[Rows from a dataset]
————————

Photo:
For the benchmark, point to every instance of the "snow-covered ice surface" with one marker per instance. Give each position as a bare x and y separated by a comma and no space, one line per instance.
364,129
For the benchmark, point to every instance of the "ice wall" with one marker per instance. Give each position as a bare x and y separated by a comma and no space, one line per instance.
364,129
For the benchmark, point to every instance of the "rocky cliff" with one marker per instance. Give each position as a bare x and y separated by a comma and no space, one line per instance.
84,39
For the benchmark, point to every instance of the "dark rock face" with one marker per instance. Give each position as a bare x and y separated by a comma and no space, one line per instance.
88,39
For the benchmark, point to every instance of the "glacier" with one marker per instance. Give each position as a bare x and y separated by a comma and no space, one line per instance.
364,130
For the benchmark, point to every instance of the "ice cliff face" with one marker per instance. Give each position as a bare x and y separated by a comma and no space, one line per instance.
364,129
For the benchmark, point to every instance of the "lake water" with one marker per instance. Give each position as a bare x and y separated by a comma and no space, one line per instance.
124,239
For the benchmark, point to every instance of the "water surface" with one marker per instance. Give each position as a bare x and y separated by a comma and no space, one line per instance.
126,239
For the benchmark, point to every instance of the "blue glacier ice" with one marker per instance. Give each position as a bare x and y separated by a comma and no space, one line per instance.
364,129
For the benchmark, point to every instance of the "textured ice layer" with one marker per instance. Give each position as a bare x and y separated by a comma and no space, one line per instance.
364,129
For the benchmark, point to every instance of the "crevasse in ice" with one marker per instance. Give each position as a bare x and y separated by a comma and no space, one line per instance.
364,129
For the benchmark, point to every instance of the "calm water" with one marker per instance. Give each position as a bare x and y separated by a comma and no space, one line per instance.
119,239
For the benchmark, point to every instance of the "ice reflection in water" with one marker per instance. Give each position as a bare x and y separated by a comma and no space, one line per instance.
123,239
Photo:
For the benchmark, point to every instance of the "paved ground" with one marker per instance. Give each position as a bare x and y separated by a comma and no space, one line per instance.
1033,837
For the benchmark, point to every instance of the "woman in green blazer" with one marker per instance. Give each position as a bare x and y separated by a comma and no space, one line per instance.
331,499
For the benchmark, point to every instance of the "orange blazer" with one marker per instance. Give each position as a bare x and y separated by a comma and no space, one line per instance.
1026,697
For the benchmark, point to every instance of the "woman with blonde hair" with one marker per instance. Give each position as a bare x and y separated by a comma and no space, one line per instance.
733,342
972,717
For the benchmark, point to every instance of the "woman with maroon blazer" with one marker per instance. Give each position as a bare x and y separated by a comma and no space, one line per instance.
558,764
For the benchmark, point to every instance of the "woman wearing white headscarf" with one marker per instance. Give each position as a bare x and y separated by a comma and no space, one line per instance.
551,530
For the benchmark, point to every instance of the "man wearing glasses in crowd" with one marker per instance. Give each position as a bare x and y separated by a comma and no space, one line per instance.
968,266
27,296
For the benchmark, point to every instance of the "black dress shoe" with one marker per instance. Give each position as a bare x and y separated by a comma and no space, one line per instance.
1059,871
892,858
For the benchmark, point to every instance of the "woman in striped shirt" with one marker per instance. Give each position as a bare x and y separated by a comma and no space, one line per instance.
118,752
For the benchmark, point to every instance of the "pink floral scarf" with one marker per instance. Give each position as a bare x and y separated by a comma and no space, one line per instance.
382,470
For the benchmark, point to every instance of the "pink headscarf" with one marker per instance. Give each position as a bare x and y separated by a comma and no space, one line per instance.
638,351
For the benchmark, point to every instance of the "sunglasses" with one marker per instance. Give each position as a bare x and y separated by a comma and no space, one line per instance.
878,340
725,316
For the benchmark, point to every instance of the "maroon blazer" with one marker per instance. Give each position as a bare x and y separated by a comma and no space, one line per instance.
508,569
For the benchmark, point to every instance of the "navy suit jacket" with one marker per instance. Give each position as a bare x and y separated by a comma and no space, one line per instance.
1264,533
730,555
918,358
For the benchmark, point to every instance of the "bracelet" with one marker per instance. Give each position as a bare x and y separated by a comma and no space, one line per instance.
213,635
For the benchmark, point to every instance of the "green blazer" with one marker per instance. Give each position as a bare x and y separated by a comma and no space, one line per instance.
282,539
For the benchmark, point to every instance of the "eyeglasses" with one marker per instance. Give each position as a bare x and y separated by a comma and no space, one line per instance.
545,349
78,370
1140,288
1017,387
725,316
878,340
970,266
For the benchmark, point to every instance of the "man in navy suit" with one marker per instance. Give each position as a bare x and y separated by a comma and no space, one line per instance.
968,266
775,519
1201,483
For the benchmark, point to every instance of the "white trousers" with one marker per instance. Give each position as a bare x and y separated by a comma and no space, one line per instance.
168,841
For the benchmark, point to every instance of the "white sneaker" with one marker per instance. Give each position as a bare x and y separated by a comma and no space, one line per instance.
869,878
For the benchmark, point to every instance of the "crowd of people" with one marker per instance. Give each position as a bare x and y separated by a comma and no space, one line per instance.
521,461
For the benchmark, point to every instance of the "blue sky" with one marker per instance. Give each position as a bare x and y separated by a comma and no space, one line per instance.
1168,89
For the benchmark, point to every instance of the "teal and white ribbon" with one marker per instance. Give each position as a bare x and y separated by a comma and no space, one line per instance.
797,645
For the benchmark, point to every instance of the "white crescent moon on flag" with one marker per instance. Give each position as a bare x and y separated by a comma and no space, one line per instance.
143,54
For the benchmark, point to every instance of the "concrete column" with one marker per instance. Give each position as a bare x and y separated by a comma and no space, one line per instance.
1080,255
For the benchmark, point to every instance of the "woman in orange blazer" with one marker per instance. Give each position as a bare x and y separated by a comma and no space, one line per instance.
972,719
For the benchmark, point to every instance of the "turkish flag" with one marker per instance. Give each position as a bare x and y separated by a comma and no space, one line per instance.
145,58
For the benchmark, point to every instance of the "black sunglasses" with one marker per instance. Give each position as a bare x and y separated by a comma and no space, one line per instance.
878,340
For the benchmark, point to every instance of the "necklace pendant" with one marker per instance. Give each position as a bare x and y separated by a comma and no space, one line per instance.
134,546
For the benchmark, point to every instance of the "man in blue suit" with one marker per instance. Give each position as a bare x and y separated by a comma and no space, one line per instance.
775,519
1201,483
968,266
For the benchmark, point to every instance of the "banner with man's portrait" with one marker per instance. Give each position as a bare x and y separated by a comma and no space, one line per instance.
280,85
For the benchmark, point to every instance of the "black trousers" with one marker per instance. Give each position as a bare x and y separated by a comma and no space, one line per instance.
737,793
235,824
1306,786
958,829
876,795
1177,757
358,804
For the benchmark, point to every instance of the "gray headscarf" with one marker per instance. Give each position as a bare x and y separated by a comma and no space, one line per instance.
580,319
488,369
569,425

————————

▶ **To do**
Without leaving anything out, give the entries again exactly.

▶ **Output below**
Photo:
For the benchmark, point to every instance of the "snow-covered ice surface" with one marker per instance. Give each position as a bare x and y separated by a comma and no space, one line per instance.
364,129
For the benchmark, point to every instance of the "ice wall" with one marker per instance. Give each position as a bare x and y separated by a comma and no space, one line per instance.
364,129
For the benchmark, point to every instance of the "rocky cliff" with one marker per instance. Give each position as a bare x and y separated by a comma and no space, one line per instance.
84,39
For the benchmark, point to every instance of the "dark rock face" with one marker per instance. Give each position as a bare x and y separated by a comma and no space, one line per instance.
88,39
For the benchmark, point to every instance of the "glacier" with one marker per instance. Give each position as a bare x and y separated by a comma and no space, one line per instance.
364,130
For the benchmark, point to every instance of the "ice cliff face" with one marker per instance. Give each position as a bare x and y separated by a comma and no space, one line per instance.
364,129
For the benchmark, point to every instance of the "lake water" with one marker per instance. Give each position as a bare x and y separated by a comma and no space, one line per instance.
124,239
For the benchmark, point to every instance of the "water surface" with one marker per instance. Give each position as a bare x and y separated by a comma and no space, one line per instance.
126,239
For the benchmark, point to every instance of the "blue glacier ice" with one marker per instance. Give each position as a bare x and y separated by a comma and no space, one line per instance.
364,129
For the benchmark, point to every instance of the "textured ice layer" with one marker per instance. Give each position as a bare x and y separated by a comma and no space, one line per instance.
364,129
For the benchmark, point to every instance of the "crevasse in ice" with one marker per instance. Give each position as a bare x and y separated by a comma and no space, one line per instance.
364,129
For the benchmark, point to every instance of the "calm water" with one marker per instance. Give each position as a bare x and y separated by a comma and no space, one line per instance.
119,239
For the benchmark, point to every instance of the "ice reflection in water" with one marker per instance. Give each position as a bare x and y separated by a comma and no space, one line per instance.
123,239
Photo:
For the benchmark, point to every instance of the "paved ground" with one marker per instance. Give each position as a bare x and y separated by a comma and no space, one line per instance.
1033,837
For the benchmark, point to every instance of the "woman in green blazer" with one marker per instance. Give each position as a bare x and y separated by a comma and no space, one line per instance.
331,499
For the benchmark, point to every instance of the "orange blazer" with one marker per instance. Give each position as a bare x and y separated by a comma and no space, one line per instance.
1026,697
For the benchmark, point to every instance of the "woman with blonde hair" with one marker per instance. Give each position as a bare x and y separated by a comma and no space, one line per instance.
733,342
972,717
For the benchmark, point to every instance of the "woman with maroon blazer" with one marker per instance. Give each position as a bare x and y separated by a comma and no space, one line per instance.
558,764
For the benchmark, point to every instance of the "woman wearing white headscarf" with one marker per instance. Give each position as a bare x and y separated by a comma and no space, one line per instance.
551,530
For the benchmark, point to every instance of the "man wearing glasses in crowd" with one marker per instance. Give each position as a bare x and y separated by a comma and no space, one line per instance.
968,266
27,296
For the benchmark, point to every instance of the "black dress shoe" with one marker per instance. Give each position as a bare x and y separated by a comma and no space, one line per instance.
1059,871
892,858
For the benchmark, point to every instance of the "woman in striped shirt" with one marker per instance. Give each position as a bare x and y separated by a comma and no space, one line per instance.
118,752
For the benchmark, point to every instance of the "pink floral scarf" with one marker per instance. Give each position as a bare x and y separated by a comma and no space, one line per instance.
382,470
For the benchmark, point to every instance of the "pink headscarf" with one marker per instance. Give each position as a bare x and y separated by a comma and no space, one line per instance.
638,351
For the benchmark, point to every instance of the "sunglasses" with one marker per instance. Give each position as a bare x and y separated by a comma and no space, one line per instance.
878,340
725,316
For the benchmark, point to every instance of the "maroon blazer" with one marker per instance. Give each position as a bare x and y separated by a comma and no space, one line per instance.
508,569
For the benchmark, point to every instance of the "navy suit jacket" with one marker per instance. Give each position as a bare x and y separated by a comma and no space, one line per instance.
1264,533
730,555
918,358
For the benchmark, point to every instance of the "bracelet" with one marker per instance. Give each position as a bare x and y separated by a comma and no space, one line per instance.
213,635
For the benchmark, point to every instance of the "green blazer" with one marker per instance. Give each position as a bare x and y separated by a comma and no space, one line per instance.
282,539
For the benchmark, point to every instance of the "eyeglasses" with one marker per instance. Give each position as a bare x and y separated by a comma and no space, one line per instance.
545,349
78,370
1140,288
1017,387
725,316
878,340
970,266
For the benchmark, point to every instance of the "man in navy suit" with one marker per instance. Give each position as a bare x and y separated by a comma and no space, one line per instance.
968,266
775,519
1201,483
For the benchmark, point to every instance of the "white trousers" with one marker per instance. Give each position as a bare x and y separated by a comma and no space, one line per instance.
168,841
For the benchmark, point to every instance of the "white sneaker" with one marker per instance. Give each position as a bare x and y separated by a comma and no space, one line per instance.
869,878
For the benchmark, point to every instance of the "crowd of people" with one marker per instance. Give each position as a bare x and y separated by a comma and no space, one line per instance.
521,461
For the benchmark, point to every instance of the "blue sky" with one marker per instance. Give each position as a bare x and y separated by a comma and no space, one line per instance.
1168,89
For the benchmark, point to every instance of the "teal and white ribbon" with one marker per instance. Give each position as a bare x and y separated by a comma and no space, one line per instance.
797,645
For the benchmark, point to every instance of the "white crescent moon on flag" with one marker per instance. Give each position as a bare x and y separated by a comma and no space, one line per instance.
143,54
For the benchmark, point to every instance of the "concrete column" with one marker per instance. Give each position as a bare x and y separated by a comma and no space, one line per instance.
1080,255
For the benchmark, point to every instance of the "woman in orange blazer" with one marker per instance. Give each position as a bare x and y separated by a comma and no space, one line per instance.
972,719
For the benchmark, point to every instance of the "turkish flag" with one marker per instance. Give each position as a bare x and y separated by a comma and no space, one line per instance.
145,58
For the benchmark, point to every instance of the "black sunglasses" with one marker per instance. Give each position as a bare x and y separated by a comma and no space, one line per instance.
878,340
For the benchmark, point to every instance of the "necklace pendant" with one marker per instance. Give each position as a bare x and y separated by a comma and no space, one line per instance.
134,546
For the benchmark, point to every instance of the "man in blue suit" with one marker per instance. Give each position as a bare x and y separated by a comma and no space, one line per instance.
775,519
1201,483
968,266
For the benchmark, point to every instance of the "banner with man's portrait" with one marker per instance. Give each position as a bare x and y separated by a comma and no space, one line per instance.
280,85
For the benchmark, point to every instance of the "black trousers" with one marker per instance. Give each position as a bare x and y separated by a comma and no space, one line per instance.
737,793
235,824
1306,786
958,829
876,795
1177,757
358,804
For the benchmark, point to every instance of the "gray headscarf" with one marker per instance. Give each position as a bare x and y separated by a comma and no space, one line per instance.
580,319
488,369
569,425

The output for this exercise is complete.